- RECORDS PROVIDED -
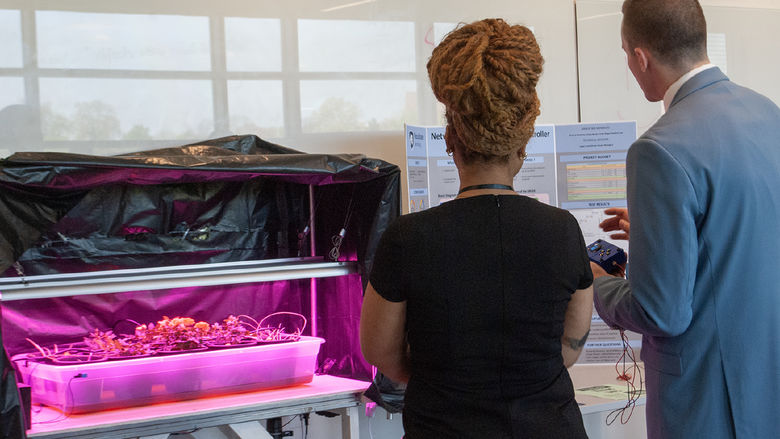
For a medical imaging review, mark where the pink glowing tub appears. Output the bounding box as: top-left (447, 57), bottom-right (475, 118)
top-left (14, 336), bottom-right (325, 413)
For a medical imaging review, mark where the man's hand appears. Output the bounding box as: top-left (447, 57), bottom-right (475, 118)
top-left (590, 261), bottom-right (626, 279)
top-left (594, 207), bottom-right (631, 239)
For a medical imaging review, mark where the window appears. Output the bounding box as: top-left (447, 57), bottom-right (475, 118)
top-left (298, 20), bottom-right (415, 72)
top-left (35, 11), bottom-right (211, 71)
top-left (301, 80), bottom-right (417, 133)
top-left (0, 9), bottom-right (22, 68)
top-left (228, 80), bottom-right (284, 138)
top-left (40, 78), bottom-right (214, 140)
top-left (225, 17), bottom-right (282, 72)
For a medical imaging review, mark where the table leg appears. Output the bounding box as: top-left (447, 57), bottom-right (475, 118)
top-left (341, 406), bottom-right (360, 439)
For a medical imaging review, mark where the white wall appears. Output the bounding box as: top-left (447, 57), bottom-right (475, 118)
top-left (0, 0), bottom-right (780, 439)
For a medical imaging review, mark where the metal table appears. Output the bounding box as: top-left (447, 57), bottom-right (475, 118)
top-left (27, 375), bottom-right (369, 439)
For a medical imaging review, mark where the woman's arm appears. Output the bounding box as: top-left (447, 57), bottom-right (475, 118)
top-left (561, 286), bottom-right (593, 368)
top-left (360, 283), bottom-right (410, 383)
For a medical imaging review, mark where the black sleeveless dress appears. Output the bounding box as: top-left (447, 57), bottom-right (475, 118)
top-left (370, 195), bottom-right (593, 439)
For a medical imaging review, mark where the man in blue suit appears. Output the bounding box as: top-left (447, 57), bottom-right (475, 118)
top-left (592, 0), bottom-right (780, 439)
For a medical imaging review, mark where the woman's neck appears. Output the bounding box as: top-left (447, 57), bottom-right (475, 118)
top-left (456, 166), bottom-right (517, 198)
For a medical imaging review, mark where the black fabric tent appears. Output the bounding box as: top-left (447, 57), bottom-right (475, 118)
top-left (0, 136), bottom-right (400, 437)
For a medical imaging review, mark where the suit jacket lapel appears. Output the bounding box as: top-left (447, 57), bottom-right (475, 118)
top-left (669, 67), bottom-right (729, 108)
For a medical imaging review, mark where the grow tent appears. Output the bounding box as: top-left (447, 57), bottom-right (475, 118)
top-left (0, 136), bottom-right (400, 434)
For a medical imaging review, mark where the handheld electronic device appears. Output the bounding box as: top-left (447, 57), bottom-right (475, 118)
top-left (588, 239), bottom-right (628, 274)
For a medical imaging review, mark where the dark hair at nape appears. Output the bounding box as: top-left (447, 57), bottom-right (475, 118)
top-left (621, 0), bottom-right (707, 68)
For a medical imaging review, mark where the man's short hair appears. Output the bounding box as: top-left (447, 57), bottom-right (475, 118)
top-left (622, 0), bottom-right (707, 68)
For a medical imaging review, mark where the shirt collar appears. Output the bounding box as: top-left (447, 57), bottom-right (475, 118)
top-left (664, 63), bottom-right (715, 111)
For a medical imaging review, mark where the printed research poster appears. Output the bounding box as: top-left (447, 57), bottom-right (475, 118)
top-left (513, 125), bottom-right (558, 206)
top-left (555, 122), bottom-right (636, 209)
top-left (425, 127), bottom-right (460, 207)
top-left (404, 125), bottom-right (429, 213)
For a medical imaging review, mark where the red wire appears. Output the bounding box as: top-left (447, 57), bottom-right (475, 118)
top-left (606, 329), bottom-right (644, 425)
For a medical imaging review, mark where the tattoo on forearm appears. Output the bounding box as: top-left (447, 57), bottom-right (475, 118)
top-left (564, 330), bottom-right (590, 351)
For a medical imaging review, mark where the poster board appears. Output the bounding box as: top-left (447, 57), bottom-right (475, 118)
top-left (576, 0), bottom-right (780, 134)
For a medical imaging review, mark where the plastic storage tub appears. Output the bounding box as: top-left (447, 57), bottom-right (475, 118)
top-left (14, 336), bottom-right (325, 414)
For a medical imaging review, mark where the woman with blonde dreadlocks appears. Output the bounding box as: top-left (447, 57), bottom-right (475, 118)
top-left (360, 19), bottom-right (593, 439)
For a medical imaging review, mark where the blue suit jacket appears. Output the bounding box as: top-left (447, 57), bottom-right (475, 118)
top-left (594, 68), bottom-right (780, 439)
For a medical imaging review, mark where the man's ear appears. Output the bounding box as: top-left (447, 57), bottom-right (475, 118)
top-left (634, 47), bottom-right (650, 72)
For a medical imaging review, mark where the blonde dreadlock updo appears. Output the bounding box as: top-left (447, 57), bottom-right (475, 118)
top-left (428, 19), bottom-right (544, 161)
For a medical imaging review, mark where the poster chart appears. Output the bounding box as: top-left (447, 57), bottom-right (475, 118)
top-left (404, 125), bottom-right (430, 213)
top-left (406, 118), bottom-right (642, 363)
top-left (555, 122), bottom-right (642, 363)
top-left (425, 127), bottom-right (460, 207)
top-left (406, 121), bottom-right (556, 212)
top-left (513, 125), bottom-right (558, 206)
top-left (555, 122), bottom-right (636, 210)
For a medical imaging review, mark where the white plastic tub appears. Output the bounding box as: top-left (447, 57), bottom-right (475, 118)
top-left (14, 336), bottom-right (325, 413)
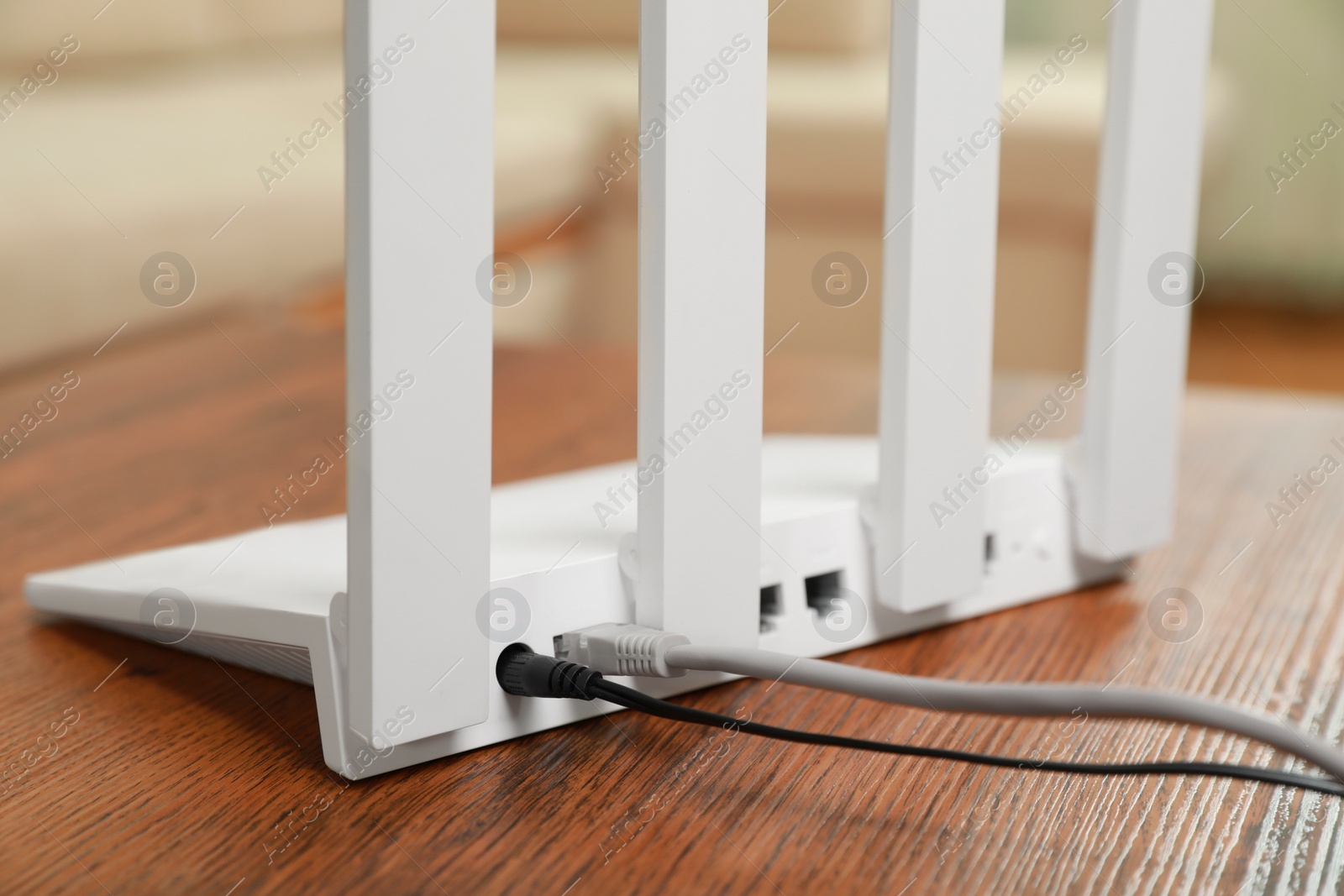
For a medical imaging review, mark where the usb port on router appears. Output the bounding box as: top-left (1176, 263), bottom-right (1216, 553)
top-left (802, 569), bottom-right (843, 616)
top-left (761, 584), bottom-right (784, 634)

- THE TASK -
Can you extract every line of the data above verbatim, with the pictures left out?

- FINISHED TASK -
For a medical imaging review, mark where the pink glowing tub appears. Output the bounding box as: top-left (447, 57), bottom-right (475, 118)
top-left (14, 336), bottom-right (325, 413)
For a medical imaging review, mark where the man's hand appears. Output the bounding box as: top-left (447, 57), bottom-right (475, 118)
top-left (590, 261), bottom-right (626, 279)
top-left (594, 207), bottom-right (631, 239)
For a medical imaging review, mark where the window appears. Output the bounding box as: top-left (447, 57), bottom-right (475, 118)
top-left (298, 20), bottom-right (415, 72)
top-left (35, 11), bottom-right (211, 71)
top-left (301, 80), bottom-right (417, 133)
top-left (0, 9), bottom-right (22, 68)
top-left (228, 80), bottom-right (284, 138)
top-left (40, 78), bottom-right (214, 140)
top-left (225, 17), bottom-right (282, 72)
For a medical imaging review, mark where the table leg appears. Output the bounding box as: top-left (447, 57), bottom-right (475, 118)
top-left (341, 406), bottom-right (360, 439)
For a medical imaging review, mark where the white wall appears. Output the bounding box as: top-left (447, 57), bottom-right (475, 118)
top-left (0, 0), bottom-right (780, 439)
For a medical imaging review, mark where the metal table appears. Output the bounding box as: top-left (447, 57), bottom-right (475, 118)
top-left (27, 375), bottom-right (369, 439)
For a medical imaging review, mark where the woman's arm appears. Output the bounding box as: top-left (447, 57), bottom-right (475, 118)
top-left (561, 286), bottom-right (593, 368)
top-left (360, 283), bottom-right (410, 383)
For a medical imaging review, mark where the black sleeveless dress appears. Output the bounding box as: top-left (447, 57), bottom-right (475, 118)
top-left (370, 195), bottom-right (593, 439)
For a medical imaging review, mark where the man in blue suit appears. Output the bounding box as: top-left (447, 57), bottom-right (475, 118)
top-left (592, 0), bottom-right (780, 439)
For a medical imaging review, mark where the woman's neck appears. Output the bounding box as: top-left (447, 57), bottom-right (475, 118)
top-left (456, 166), bottom-right (517, 198)
For a medical imaging review, mark where the black fabric tent appears. Output the bounding box as: top-left (447, 57), bottom-right (475, 118)
top-left (0, 136), bottom-right (400, 437)
For a medical imaging review, mark where the suit jacket lapel appears. Output the bounding box as: top-left (447, 57), bottom-right (475, 118)
top-left (669, 67), bottom-right (729, 108)
For a medical imaging review, mark where the grow tent appears. Output the bounding box as: top-left (447, 57), bottom-right (475, 118)
top-left (0, 136), bottom-right (400, 434)
For a medical imaging review, mark where the handheld electronic device appears. Output the bounding box as: top-left (447, 57), bottom-right (475, 118)
top-left (588, 239), bottom-right (628, 274)
For a medical imaging review, mark where the dark hair at nape appears. Output the bounding box as: top-left (447, 57), bottom-right (475, 118)
top-left (621, 0), bottom-right (707, 68)
For a medical imaging review, mark where the man's short hair appears. Output the bounding box as: top-left (447, 57), bottom-right (475, 118)
top-left (622, 0), bottom-right (707, 68)
For a medical imaging review, mark where the shirt collar appears. Output the bounding box as: top-left (447, 57), bottom-right (475, 118)
top-left (664, 63), bottom-right (715, 111)
For a medical imaging review, mark where the printed research poster appears. Output the bounding box as: top-left (447, 57), bottom-right (475, 118)
top-left (513, 125), bottom-right (558, 206)
top-left (555, 122), bottom-right (636, 209)
top-left (425, 127), bottom-right (460, 207)
top-left (404, 125), bottom-right (429, 213)
For a medical imaging review, mark where the red wire appears. Output the bounding box as: top-left (447, 57), bottom-right (475, 118)
top-left (606, 329), bottom-right (644, 425)
For a medical imaging review, mark where the tattoo on forearm appears. Output the bounding box as: top-left (447, 57), bottom-right (475, 118)
top-left (564, 330), bottom-right (590, 351)
For a medical imaging review, mark where the poster board appears. Output the bounding box as: top-left (447, 57), bottom-right (475, 118)
top-left (576, 0), bottom-right (780, 134)
For a medical imaging review, mark where the plastic storage tub appears. Output the bounding box as: top-left (447, 57), bottom-right (475, 118)
top-left (14, 336), bottom-right (325, 414)
For a medical imaging review, mark where the woman with blonde dreadlocks appears. Output the bounding box as: top-left (447, 57), bottom-right (475, 118)
top-left (360, 19), bottom-right (593, 439)
For a medical imaging review, mark where the blue suit jacket appears. Output the bounding box as: top-left (447, 57), bottom-right (475, 118)
top-left (594, 68), bottom-right (780, 439)
For a medical imaging review, mark where the man's ear appears. Output the bounding box as: top-left (447, 57), bottom-right (475, 118)
top-left (634, 47), bottom-right (650, 72)
For a medical imaging review, mark where the blonde dreadlock updo appears. Output the bounding box as: top-left (447, 57), bottom-right (475, 118)
top-left (428, 19), bottom-right (544, 161)
For a medical imaging review, mark where the poster chart appears. Output the bounding box as: top-left (447, 57), bottom-right (475, 118)
top-left (404, 125), bottom-right (430, 213)
top-left (406, 118), bottom-right (642, 363)
top-left (555, 122), bottom-right (642, 363)
top-left (425, 127), bottom-right (460, 207)
top-left (406, 121), bottom-right (556, 212)
top-left (513, 125), bottom-right (558, 206)
top-left (555, 122), bottom-right (636, 210)
For a medical imaging review, mark where the white plastic tub appears. Output the bounding box as: top-left (447, 57), bottom-right (475, 118)
top-left (14, 336), bottom-right (325, 413)
For a medical imaging review, mark where the usb port on router appears. Output the bounding box as: top-left (1176, 263), bottom-right (1216, 553)
top-left (802, 569), bottom-right (843, 616)
top-left (761, 584), bottom-right (784, 634)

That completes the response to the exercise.